TEXTO DE ORIGEM →

= = =

Tuesday, 23 de April de 2024 ISSN 1519-7670 - Ano 24 - nº 1284

Folha de S. Paulo

LÍNGUA PORTUGUESA
Márcio Pinho

Livros terão de ser reeditados para seguir normas do acordo

‘Com a nova norma, muitos livros terão de ser ‘reeditados’. Ou será que a palavra correta aqui seria ‘re-editados’? Pois é, a forma correta dessa palavra não é definida claramente pelo acordo ortográfico.

O excesso de ‘etc.’ e a falta de exemplos que ilustrem a aplicação das novas regras, além da subjetividade de certos pontos do acordo, que dá margem a interpretações, são apontados por professores de português como causa de dúvidas.

As novas regras devem manter aquecidos os debates sobre como escrever corretamente pelo menos até fevereiro, quando a ABL (Academia Brasileira de Letras) anuncia a divulgação do Volp (‘Vocabulário Ortográfico da Língua Portuguesa’), que trará a grafia oficial das palavras.

As controvérsias já fizeram editoras de livros didáticos como suas ‘vítimas’. A Ática, por exemplo, retirou momentaneamente de um de seus livros didáticos, agora impressos na nova norma, uma lição baseada em um anúncio publicitário com palavras formadas por hífens -tema onde estão concentradas as principais dúvidas. Já os dicionários em versão de bolso já atualizados trouxeram conflitos na grafia de palavras.

A palavra ‘pára-raios’ (forma como era grafada na antiga regra e que perde o acento na nova) é agora indicada como ‘pararraios’, no ‘Minidicionário Aurélio da Língua Portuguesa’, e ‘para-raios’, no ‘Meu Primeiro Dicionário Houaiss’ e no ‘Minidicionário Houaiss’. A dúvida ocorre porque o acordo diz que devem ser aglutinadas, sem hífen, as palavras compostas quando ‘se perdeu, em certa medida, a noção de composição’, conceito usado para gerar a palavra ‘paraquedas’.

= = =

DADOS DE ORIGEM →
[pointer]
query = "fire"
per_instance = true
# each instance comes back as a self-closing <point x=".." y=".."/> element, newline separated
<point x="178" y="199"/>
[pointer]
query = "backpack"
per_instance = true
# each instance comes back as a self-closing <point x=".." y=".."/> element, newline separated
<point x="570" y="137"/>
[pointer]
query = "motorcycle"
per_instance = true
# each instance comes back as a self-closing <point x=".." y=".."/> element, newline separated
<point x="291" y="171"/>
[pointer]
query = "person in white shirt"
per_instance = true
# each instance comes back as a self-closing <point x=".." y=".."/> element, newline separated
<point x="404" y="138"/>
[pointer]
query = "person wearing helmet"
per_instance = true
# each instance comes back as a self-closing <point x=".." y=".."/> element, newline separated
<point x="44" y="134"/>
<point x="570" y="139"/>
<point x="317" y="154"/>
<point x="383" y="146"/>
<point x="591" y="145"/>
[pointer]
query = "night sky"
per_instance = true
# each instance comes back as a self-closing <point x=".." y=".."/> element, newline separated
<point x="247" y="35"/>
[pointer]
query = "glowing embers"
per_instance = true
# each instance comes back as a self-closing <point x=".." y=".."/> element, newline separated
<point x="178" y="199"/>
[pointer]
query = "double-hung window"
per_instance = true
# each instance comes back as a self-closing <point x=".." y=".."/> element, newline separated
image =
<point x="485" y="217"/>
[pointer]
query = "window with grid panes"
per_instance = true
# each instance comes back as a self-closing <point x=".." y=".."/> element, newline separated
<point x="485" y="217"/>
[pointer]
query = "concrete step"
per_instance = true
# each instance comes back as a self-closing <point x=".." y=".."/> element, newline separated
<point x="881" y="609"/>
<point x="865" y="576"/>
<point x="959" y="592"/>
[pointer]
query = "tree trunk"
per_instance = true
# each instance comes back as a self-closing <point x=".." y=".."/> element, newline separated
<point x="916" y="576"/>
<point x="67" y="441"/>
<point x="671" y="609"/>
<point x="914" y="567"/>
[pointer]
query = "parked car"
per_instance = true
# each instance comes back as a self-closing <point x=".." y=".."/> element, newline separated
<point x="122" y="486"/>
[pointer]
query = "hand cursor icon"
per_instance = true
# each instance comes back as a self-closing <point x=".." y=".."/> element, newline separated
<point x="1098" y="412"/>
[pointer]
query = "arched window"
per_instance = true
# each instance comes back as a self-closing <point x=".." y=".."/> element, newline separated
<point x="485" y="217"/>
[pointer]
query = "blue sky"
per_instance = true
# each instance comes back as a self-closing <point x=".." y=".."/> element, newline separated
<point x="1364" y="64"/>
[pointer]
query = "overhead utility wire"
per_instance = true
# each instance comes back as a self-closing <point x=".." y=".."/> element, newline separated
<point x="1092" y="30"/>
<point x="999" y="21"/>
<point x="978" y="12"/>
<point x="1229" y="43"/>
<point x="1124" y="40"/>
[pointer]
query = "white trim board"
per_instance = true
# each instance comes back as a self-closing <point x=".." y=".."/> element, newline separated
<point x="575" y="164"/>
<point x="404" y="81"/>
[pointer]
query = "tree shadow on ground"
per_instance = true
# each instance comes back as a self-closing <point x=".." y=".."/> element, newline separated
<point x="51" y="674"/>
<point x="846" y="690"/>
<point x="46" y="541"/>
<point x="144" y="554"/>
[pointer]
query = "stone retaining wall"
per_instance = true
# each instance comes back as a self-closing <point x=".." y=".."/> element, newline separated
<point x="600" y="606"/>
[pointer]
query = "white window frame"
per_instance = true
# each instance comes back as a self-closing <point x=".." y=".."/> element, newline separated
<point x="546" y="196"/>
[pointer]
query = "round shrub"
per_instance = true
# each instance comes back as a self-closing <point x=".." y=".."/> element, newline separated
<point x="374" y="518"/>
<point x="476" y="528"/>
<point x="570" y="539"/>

= = =

LISTA DE TAREFAS →
1. Informe quantas linhas dos registros contêm a palavra "person", levando em conta a diferença entre maiúsculas e minúsculas. Responda somente com o número.
2. Dê continuidade ao texto sobre o novo acordo ortográfico, começando logo depois da última frase apresentada.

RESPOSTAS FORNECIDAS →
1. 2

2.
‘A noção de composição é um pouco subjetiva. Por dedução, interpreta-se o que foi adotado para ‘paraquedas’, que perdeu o hífen. Trata-se de um objeto em si. Portanto, a grafia correta é tudo junto’, afirma Carlos Mendes Rosa, editor-chefe de livros universitários e dicionários da Editora Ática -entre eles o ‘Minidicionário Luft’-, que também adotou ‘pararraios’.

Mauro Villar, do Instituto Antônio Houaiss, diz que todas as obras do grupo reproduzirão na sua grafia as normas do novo acordo, assim como as regras sugeridas pela Academia Brasileira de Letras. ‘Estamos trabalhando em consenso com os ortógrafos e filólogos da ABL.’’

 

 

Folha de S. Paulo

Folha adota nova regra ortográfica no dia 1º

‘A Folha passa a adotar as novas regras do acordo ortográfico no dia 1º de janeiro. A mudança valerá para todo o Grupo Folha, que inclui o ‘Agora’, a Folha Online, a Agência Folha e o Banco de Dados.

Como preparação para a mudança, cerca de 500 funcionários assistiram a uma aula de português com a professora Thaís Nicoleti de Camargo, consultora do Grupo Folha.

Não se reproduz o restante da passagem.